**MATERIAL SUPPLIED:**

· · · · ·

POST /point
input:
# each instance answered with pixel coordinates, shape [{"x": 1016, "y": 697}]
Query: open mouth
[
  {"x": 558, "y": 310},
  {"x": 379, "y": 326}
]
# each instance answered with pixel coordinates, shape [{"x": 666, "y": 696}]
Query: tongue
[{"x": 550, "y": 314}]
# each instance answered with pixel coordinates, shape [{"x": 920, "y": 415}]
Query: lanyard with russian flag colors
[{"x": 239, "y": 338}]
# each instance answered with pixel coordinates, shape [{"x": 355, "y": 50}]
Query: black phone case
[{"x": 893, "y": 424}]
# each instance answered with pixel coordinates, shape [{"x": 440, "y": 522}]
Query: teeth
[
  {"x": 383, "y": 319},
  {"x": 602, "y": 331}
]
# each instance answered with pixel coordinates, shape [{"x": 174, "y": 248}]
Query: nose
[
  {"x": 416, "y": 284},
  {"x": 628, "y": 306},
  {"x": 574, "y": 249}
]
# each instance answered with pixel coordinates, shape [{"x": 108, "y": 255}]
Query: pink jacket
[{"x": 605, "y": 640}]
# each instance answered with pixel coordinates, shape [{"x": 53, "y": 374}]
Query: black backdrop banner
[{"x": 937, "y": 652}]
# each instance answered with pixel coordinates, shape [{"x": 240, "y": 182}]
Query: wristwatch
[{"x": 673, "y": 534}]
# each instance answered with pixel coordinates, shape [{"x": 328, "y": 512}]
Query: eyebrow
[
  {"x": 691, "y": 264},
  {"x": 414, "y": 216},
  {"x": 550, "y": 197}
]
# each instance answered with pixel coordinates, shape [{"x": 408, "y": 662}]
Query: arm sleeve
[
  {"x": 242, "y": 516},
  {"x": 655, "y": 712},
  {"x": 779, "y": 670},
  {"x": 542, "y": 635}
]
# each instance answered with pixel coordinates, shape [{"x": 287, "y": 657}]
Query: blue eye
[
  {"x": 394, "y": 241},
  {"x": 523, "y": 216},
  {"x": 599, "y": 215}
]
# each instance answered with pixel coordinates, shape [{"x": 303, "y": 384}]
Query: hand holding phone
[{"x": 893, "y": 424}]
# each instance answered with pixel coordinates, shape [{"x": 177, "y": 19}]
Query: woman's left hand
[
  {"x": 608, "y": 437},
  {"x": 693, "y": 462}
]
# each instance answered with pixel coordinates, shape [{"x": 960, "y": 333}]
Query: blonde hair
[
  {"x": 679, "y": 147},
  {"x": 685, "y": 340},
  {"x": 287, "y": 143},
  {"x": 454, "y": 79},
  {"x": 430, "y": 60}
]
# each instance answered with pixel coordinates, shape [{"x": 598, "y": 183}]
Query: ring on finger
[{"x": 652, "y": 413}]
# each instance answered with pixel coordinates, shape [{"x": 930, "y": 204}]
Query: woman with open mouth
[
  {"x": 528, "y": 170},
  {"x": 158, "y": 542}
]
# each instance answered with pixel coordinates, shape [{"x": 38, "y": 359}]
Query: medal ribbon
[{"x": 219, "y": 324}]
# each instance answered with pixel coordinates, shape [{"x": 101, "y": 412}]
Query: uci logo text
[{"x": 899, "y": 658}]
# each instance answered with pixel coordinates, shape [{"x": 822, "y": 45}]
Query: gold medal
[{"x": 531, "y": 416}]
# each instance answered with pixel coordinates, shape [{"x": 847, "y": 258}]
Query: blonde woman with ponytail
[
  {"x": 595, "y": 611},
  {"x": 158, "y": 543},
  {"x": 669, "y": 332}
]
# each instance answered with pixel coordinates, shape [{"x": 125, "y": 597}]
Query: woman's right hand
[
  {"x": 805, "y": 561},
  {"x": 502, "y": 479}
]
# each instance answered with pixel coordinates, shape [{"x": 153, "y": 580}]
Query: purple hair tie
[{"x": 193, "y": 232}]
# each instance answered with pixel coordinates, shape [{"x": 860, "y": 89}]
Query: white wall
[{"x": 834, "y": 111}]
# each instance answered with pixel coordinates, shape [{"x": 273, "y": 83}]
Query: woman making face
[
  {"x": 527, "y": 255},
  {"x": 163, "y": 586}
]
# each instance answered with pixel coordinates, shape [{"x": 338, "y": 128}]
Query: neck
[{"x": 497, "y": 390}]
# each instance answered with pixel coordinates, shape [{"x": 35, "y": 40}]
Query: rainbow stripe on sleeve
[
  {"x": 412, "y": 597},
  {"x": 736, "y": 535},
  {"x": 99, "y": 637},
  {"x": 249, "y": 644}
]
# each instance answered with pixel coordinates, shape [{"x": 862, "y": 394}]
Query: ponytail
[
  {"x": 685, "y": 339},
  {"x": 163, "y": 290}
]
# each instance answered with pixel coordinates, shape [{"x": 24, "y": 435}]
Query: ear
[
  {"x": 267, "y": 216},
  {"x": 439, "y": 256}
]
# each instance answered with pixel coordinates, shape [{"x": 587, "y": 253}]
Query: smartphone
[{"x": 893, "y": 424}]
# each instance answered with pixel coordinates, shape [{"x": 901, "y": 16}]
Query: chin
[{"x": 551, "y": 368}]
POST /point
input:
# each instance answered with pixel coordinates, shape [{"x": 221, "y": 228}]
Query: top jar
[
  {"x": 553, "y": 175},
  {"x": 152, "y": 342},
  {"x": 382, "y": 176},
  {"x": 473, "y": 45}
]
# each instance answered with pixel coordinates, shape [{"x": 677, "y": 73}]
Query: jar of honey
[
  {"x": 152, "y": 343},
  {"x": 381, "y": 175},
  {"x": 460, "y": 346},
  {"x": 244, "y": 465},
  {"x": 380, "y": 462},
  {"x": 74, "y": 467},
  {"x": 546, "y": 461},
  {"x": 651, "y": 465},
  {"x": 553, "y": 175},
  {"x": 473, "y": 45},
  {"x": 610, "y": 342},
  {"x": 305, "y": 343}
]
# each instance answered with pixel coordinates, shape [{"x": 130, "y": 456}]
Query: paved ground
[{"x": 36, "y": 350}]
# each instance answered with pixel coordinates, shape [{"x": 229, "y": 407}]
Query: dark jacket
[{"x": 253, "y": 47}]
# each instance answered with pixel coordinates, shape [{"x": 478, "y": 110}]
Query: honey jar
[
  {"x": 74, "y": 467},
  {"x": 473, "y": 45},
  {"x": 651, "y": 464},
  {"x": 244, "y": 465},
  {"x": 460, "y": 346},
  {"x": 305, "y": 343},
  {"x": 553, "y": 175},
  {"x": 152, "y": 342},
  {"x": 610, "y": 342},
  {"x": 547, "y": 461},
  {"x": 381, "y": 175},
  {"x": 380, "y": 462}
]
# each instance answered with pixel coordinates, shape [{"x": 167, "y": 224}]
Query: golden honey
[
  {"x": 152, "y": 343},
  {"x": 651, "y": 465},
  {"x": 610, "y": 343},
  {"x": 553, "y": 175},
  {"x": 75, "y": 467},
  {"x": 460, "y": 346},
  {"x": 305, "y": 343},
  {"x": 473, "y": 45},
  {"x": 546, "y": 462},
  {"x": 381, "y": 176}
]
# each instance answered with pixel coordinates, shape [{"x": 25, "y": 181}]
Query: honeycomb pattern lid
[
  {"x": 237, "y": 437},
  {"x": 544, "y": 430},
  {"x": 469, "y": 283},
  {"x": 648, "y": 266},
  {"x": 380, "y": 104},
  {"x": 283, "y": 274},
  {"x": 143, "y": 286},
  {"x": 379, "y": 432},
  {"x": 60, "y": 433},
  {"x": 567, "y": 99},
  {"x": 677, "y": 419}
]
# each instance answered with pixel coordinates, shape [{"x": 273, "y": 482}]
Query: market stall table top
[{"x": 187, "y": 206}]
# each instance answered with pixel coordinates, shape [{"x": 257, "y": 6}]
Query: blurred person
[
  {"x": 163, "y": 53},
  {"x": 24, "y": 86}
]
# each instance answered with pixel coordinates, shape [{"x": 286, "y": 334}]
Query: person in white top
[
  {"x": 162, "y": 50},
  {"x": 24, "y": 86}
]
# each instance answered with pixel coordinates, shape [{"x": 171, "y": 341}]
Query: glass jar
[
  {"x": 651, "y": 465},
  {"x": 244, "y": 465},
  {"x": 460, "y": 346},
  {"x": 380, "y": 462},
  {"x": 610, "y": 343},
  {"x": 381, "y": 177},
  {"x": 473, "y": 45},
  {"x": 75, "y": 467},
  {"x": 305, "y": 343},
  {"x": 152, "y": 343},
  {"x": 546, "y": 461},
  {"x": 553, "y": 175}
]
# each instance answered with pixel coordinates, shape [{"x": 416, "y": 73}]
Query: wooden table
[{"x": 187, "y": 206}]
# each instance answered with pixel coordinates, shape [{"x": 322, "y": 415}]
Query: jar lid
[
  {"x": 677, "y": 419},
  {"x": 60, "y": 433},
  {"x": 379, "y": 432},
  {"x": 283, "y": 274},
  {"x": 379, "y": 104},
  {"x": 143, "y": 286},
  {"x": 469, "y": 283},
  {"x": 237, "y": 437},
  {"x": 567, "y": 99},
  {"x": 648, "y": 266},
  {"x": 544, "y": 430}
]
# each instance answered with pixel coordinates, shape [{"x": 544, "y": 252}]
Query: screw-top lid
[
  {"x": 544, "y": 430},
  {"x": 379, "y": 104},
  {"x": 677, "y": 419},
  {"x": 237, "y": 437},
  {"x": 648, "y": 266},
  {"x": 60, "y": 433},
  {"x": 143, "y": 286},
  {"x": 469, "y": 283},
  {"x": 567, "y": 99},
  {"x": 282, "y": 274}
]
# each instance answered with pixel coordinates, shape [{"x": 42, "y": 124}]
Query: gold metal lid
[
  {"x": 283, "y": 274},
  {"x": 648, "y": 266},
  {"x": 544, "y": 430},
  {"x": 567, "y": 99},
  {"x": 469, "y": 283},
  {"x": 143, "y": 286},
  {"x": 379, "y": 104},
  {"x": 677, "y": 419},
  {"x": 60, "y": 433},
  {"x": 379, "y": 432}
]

· · · · ·

**WHAT TO PRODUCE:** Find every line in the entries above that contains the word "woman" and copy each one out.

**ANSWER FOR THIS EXERCISE:**
Query: woman's left hand
Query: woman with open mouth
Query: blonde woman with ponytail
Query: woman's right hand
Query: woman making face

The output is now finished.